- **Work to complete**:
a. Retype the passage of the economy commentary below from "You have the" to "cities and towns.", with every word and mark unchanged.
b. Extend the commentary on the country's economy beyond its final sentence.

- **Source document**:
There is a serious liquidity crunch while revenue collections have drastically dwindled, typified by government's failure to meet its wage bill.
At a time when our economy needs a massive capital injection, no one is prepared to invest in the country and FDI has dried up. There is absolutely no trust and confidence in this government. This is the same government that, five years ago, raided and mopped up private and corporate foreign currency accounts that have yet to be repaid.
The first danger warning sign for the economy was when about $1 billion was spirited out of the economy barely a week after the election, the clearest indication of the erosion of investor confidence as a result of that disputed election.
You have the office of the President being at the centre of encouraging lawlessness through needless farm seizures that have caused one farmer and his daughter to lose their lives.
The highest office in the land has become a source of insecurity by encouraging more farm seizures in violation of the national Constitution.
The social services sector is collapsing and urban councils are failing to provide clean water to the millions of citizens that stay in the country's cities and towns.
Whereas in 2008 we were faced with hyperinflationary conditions, today we are in a serious deflation as there is just no money circulating in the country.
I recently published a treatise on my personal reflections, in which I described the country as having been turned into a huge mall of vendors; indeed a highly informal economy in which everyone is trying to sell something to someone.
The unemployment level in the country, projected at around 85 percent has become an issue of national instability if nothing is done in the very immediate future.

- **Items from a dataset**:

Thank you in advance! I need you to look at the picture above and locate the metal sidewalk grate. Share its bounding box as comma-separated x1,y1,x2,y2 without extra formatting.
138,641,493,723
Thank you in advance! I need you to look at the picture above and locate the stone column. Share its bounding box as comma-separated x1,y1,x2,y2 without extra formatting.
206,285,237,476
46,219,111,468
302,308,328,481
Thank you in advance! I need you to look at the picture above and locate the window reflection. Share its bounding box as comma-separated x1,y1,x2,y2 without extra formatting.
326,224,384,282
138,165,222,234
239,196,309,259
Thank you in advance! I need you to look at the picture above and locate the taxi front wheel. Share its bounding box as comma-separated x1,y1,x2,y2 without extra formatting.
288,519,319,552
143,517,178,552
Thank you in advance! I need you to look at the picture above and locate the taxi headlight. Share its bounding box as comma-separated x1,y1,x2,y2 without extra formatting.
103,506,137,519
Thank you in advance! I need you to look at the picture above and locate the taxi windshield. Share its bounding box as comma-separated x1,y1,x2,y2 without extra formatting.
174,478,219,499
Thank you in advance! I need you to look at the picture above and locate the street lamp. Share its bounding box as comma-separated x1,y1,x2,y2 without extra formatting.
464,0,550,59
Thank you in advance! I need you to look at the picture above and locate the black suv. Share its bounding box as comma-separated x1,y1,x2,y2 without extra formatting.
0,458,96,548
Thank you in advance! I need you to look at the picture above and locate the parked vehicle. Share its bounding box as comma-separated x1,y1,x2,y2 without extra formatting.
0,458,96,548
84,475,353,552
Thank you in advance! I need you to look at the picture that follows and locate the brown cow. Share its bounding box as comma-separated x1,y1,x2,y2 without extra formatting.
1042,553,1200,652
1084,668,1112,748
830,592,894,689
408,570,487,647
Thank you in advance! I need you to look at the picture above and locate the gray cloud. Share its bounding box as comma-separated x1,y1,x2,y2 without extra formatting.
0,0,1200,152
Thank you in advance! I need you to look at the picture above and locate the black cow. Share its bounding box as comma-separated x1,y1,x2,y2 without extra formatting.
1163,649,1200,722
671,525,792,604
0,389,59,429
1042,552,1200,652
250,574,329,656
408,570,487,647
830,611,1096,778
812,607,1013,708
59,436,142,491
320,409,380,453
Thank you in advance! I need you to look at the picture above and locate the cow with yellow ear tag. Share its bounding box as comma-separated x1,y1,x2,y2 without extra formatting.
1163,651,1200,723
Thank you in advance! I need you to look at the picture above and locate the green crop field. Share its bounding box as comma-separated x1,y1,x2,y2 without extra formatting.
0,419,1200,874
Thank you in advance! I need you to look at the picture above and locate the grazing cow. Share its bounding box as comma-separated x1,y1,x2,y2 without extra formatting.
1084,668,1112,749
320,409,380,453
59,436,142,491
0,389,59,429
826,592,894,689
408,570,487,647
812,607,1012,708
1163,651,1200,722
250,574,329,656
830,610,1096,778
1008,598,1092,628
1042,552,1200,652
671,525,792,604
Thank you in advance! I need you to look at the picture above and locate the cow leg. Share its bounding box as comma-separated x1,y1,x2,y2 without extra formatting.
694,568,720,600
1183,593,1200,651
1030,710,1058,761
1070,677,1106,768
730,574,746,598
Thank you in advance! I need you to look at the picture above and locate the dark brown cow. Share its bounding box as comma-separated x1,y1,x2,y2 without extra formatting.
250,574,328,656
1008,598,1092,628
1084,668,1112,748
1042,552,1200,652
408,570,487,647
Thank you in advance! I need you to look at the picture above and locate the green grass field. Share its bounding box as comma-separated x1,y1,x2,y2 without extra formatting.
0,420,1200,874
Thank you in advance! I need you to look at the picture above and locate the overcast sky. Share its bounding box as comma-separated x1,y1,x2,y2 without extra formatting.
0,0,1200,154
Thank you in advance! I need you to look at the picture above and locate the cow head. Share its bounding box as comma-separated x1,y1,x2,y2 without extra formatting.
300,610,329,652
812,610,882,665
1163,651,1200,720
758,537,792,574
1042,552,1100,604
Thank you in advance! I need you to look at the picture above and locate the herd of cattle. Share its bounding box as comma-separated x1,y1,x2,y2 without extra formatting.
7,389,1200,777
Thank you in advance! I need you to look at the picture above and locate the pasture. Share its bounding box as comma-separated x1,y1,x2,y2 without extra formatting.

- **Answers to the tasks**:
a.
You have the office of the President being at the centre of encouraging lawlessness through needless farm seizures that have caused one farmer and his daughter to lose their lives.
The highest office in the land has become a source of insecurity by encouraging more farm seizures in violation of the national Constitution.
The social services sector is collapsing and urban councils are failing to provide clean water to the millions of citizens that stay in the country's cities and towns.

b.
To sum up our dire economic situation, the World Bank's Doing Business Report ranks Zimbabwe 158 out of 183 countries while the World Economic Forum's (WEF) Global competitiveness
report places us at 133 out of 143 countries.
Shockingly, President Mugabe recently said the economy was on the mend. The President is so divorced from the grim reality facing the nation to the extent that the country has
simply become a radar-less ship allowing the winds of fate to drift it in these high seas of political denial and uncertainty. No effort to solve the crisis can be made by a President who is so much in denial about the national situation.
The crisis of governance
Our government is not only struggling to meet its basic obligations but has now shunned any pretence towards democratic governance. Chief among its many crimes is government's failure to align the country's 400 laws to a new Constitution overwhelmingly endorsed by the people of Zimbabwe in May last year.
In that Constitution, among many progressive provisions, Zimbabweans said they wanted devolution but a year after the election, that revolutionary provision has not in any way been implemented as the governance system remains highly centralised.
Elected provincial councils are yet to be sworn in. What the Zanu PF government has done instead is to appoint Ministers of Provincial Affairs even in the two metropolitan provinces such as Harare and Bulawayo which they do not control.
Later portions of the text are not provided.